* _TASK DESCRIPTION_: How many of the lines below contain the string "railing"? Treat case as significant, and reply with the number alone.

* _INFORMATION SUPPLIED_:

——————————

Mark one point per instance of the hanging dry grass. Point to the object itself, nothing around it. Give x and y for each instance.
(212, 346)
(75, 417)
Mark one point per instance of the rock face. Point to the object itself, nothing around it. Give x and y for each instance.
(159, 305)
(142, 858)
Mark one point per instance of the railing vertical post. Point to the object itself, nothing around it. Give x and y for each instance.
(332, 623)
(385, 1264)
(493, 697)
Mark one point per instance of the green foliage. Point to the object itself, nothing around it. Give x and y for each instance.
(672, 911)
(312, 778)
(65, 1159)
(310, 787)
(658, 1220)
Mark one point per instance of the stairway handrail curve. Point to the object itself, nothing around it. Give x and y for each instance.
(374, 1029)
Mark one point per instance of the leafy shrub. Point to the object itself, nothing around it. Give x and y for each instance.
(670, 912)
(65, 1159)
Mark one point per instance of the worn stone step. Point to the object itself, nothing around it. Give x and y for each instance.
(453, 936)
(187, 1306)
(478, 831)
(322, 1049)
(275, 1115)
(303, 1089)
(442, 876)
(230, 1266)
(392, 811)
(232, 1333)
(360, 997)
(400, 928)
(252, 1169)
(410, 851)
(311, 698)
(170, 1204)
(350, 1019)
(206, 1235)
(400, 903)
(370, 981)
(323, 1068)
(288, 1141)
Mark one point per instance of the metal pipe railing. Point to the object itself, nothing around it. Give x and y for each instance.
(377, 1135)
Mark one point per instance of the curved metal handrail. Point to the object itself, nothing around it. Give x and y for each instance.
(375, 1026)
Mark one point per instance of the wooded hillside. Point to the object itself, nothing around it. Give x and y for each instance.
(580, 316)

——————————

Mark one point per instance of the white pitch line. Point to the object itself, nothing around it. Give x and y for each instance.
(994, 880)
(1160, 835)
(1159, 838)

——————————

* _FULL OUTPUT_: 2